What this task involves> Reproduce all of the data that follows, character for character.

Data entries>
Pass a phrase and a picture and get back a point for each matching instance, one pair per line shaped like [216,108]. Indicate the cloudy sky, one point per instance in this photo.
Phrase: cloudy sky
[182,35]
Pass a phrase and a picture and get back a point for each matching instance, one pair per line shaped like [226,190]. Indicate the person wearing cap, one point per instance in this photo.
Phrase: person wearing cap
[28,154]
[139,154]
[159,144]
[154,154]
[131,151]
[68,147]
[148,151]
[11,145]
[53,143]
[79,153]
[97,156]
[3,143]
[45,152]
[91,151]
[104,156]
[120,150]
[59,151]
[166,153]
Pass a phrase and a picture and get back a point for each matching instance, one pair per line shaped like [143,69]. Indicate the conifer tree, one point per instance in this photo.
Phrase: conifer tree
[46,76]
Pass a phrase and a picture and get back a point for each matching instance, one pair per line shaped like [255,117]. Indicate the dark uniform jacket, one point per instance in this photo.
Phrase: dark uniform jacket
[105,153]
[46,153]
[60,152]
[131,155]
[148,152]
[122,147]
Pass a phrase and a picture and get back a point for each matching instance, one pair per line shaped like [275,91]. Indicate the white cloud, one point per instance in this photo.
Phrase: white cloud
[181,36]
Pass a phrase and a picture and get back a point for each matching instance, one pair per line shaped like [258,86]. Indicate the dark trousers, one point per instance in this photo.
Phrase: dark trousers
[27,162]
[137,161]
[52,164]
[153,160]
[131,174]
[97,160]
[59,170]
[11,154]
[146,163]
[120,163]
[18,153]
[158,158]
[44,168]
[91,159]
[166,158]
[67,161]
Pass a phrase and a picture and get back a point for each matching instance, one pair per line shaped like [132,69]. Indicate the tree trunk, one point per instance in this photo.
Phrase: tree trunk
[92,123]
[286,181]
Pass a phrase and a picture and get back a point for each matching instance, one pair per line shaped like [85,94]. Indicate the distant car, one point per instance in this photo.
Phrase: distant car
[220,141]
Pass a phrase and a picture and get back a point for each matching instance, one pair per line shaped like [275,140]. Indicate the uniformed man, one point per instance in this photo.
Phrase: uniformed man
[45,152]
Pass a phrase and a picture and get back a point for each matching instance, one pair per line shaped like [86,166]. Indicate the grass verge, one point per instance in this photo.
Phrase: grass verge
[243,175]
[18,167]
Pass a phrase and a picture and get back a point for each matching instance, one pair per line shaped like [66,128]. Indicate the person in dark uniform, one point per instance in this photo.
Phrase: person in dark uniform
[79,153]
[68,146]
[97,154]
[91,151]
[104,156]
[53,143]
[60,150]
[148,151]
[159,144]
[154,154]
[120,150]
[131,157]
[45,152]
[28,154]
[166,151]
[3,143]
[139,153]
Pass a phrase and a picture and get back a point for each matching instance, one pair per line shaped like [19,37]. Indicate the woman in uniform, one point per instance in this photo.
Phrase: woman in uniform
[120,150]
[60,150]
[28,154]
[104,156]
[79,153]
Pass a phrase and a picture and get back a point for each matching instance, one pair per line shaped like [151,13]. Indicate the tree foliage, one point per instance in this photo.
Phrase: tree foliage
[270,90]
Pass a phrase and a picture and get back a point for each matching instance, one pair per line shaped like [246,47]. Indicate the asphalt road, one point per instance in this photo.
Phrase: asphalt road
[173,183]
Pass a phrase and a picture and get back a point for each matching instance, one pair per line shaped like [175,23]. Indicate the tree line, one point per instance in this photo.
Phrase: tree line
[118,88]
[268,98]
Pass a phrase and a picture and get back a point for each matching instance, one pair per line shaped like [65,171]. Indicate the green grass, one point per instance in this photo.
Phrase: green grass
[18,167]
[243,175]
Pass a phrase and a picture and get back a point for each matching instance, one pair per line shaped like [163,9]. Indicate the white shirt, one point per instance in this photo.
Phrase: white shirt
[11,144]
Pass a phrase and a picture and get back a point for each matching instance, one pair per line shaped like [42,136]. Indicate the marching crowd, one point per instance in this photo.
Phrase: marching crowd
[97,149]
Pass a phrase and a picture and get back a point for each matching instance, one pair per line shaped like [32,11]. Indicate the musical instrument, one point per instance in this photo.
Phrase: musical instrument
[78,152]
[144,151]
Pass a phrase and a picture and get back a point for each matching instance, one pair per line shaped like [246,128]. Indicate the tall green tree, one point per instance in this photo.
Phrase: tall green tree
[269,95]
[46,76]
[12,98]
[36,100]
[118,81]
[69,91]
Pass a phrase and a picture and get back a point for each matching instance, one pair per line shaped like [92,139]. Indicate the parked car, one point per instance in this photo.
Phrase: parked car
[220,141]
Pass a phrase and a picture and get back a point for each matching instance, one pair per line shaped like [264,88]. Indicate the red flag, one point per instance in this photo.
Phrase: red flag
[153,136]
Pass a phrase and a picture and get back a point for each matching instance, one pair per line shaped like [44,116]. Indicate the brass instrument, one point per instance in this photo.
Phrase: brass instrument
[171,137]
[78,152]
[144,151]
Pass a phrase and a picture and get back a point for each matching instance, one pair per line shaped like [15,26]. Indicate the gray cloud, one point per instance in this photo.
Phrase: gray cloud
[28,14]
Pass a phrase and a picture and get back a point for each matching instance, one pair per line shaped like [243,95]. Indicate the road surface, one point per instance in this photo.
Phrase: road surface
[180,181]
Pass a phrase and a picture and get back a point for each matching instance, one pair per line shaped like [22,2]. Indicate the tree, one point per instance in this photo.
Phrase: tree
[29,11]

Expected answer>
Pass a phrase and a picture and get back a point for each matching instance, one pair per line shaped like [216,108]. Indicate the cloudy sky, one point per instance in this photo.
Phrase: cloudy sky
[182,35]
Pass a phrase and a picture and get back a point for each matching instance, one pair per line shaped like [226,190]. Indicate the person wearing cap, one point per instance in this photo.
Phrase: person wearing cap
[28,154]
[139,154]
[159,144]
[154,154]
[131,151]
[68,147]
[148,151]
[11,145]
[53,143]
[79,153]
[97,156]
[3,143]
[45,152]
[91,151]
[104,156]
[120,150]
[59,151]
[166,153]
Pass a phrase and a picture and get back a point for each matching instance, one pair per line shaped like [143,69]. Indicate the conifer tree, one point per instance in this photo.
Phrase: conifer tree
[46,76]
Pass a phrase and a picture and get back a point for each matching instance, one pair per line shaped like [255,117]. Indicate the dark uniform jacket, one point per instance in this photo.
Phrase: dark uniform jacket
[105,153]
[46,153]
[60,152]
[131,155]
[148,152]
[122,147]
Pass a phrase and a picture and get back a point for each matching instance, one pair per line shaped like [275,91]. Indicate the white cloud, one point per instance in this photo.
Phrase: white cloud
[181,36]
Pass a phrase and a picture and get back a point for each matching instance, one pair per line shaped like [258,86]. Indicate the dark trousers, one point per instance in this photo.
Phrase: dark trousers
[27,162]
[137,161]
[52,164]
[153,160]
[131,174]
[97,160]
[59,170]
[11,154]
[146,163]
[120,163]
[18,153]
[158,158]
[44,168]
[91,159]
[166,158]
[67,161]
Pass a phrase and a picture and get back a point for each matching instance, one pair per line shaped like [132,69]. Indicate the tree trunk, one point per instance in this photo.
Phrase: tree trunk
[92,123]
[286,181]
Pass a phrase and a picture and get back a point for each matching instance, one pair per line shaped like [85,94]. Indicate the distant car, one point per instance in this photo.
Phrase: distant car
[220,141]
Pass a phrase and a picture and get back a point for each matching instance, one pair per line shaped like [275,140]. Indicate the uniformed man, one point per instance in this photo.
Phrase: uniformed man
[45,152]
Pass a phrase and a picture and get back a point for each matching instance, one pair per line shaped like [86,166]. Indicate the grass verge, one point per instance in this photo.
Phrase: grass verge
[243,175]
[18,167]
Pass a phrase and a picture and get back a point for each matching instance, one pair per line shaped like [66,128]. Indicate the person in dark uniform, one point per instance in this photo.
Phrase: person in dark uniform
[79,153]
[68,146]
[97,154]
[91,151]
[104,156]
[53,143]
[60,150]
[148,151]
[159,144]
[154,154]
[120,150]
[131,157]
[45,152]
[28,154]
[166,151]
[3,143]
[139,153]
Pass a phrase and a picture and get back a point for each matching instance, one pair per line shaped like [19,37]. Indicate the woman in uniform, one point per instance in this photo.
Phrase: woman in uniform
[120,150]
[60,150]
[28,154]
[104,156]
[79,153]
Pass a phrase and a picture and get back a point for each matching instance, one pair per line shaped like [151,13]. Indicate the tree foliage, one point per instance in this photo.
Phrase: tree foliage
[270,90]
Pass a phrase and a picture and get back a point for each matching instance, one pair per line shaped like [246,47]. Indicate the asphalt road, one point per instance in this photo.
Phrase: asphalt road
[173,183]
Pass a phrase and a picture and get back a point for each matching instance, one pair per line shaped like [175,23]. Indicate the tree line, one point per instance in this photo.
Phrase: tree line
[118,88]
[268,98]
Pass a phrase and a picture and get back a point for each matching instance, one pair per line shaped like [65,171]. Indicate the green grass, one point per instance in this photo.
Phrase: green grass
[18,167]
[243,175]
Pass a phrase and a picture and get back a point for each matching instance, one pair per line shaped like [163,9]. Indicate the white shirt, one point per instance in this photo.
Phrase: white shirt
[11,144]
Pass a phrase and a picture and get back a point for each matching instance, one pair per line shaped like [42,136]. Indicate the marching crowd, one point per instance in this photo.
Phrase: marching crowd
[97,149]
Pass a phrase and a picture and get back a point for each matching instance, one pair per line shaped like [32,11]. Indicate the musical instrument, one point per instance in this photo.
Phrase: musical instrument
[78,152]
[144,151]
Pass a phrase and a picture and get back a point for each matching instance, one pair per line shaped like [246,128]. Indicate the tall green tree, one point per instance in this photo.
Phrase: tall green tree
[269,95]
[46,76]
[12,98]
[36,100]
[118,81]
[69,91]
Pass a phrase and a picture and get back a point for each matching instance, one pair per line shaped like [92,139]. Indicate the parked car, one point per instance in this photo.
Phrase: parked car
[220,141]
Pass a phrase and a picture and get back a point for each matching instance, one pair per line shaped like [264,88]. Indicate the red flag, one point per instance in this photo.
Phrase: red flag
[153,136]
Pass a phrase and a picture and get back a point for each matching instance, one pair per line shaped like [44,116]. Indicate the brass instrument, one point per instance in this photo.
Phrase: brass instrument
[171,137]
[78,152]
[144,151]
Pass a phrase and a picture and get back a point for each matching instance, one pair per line shaped like [15,26]. Indicate the gray cloud, one point per instance in this photo.
Phrase: gray cloud
[28,14]
Pass a phrase and a picture and get back a point for each matching instance, one pair per line shaped like [243,95]. Indicate the road surface, one point per instance in this photo.
Phrase: road surface
[180,181]
Pass a phrase and a picture and get back a point for each matching instance, one pair per line shaped like [22,2]. Indicate the tree, one point per instance in this photo.
Phrase: tree
[29,11]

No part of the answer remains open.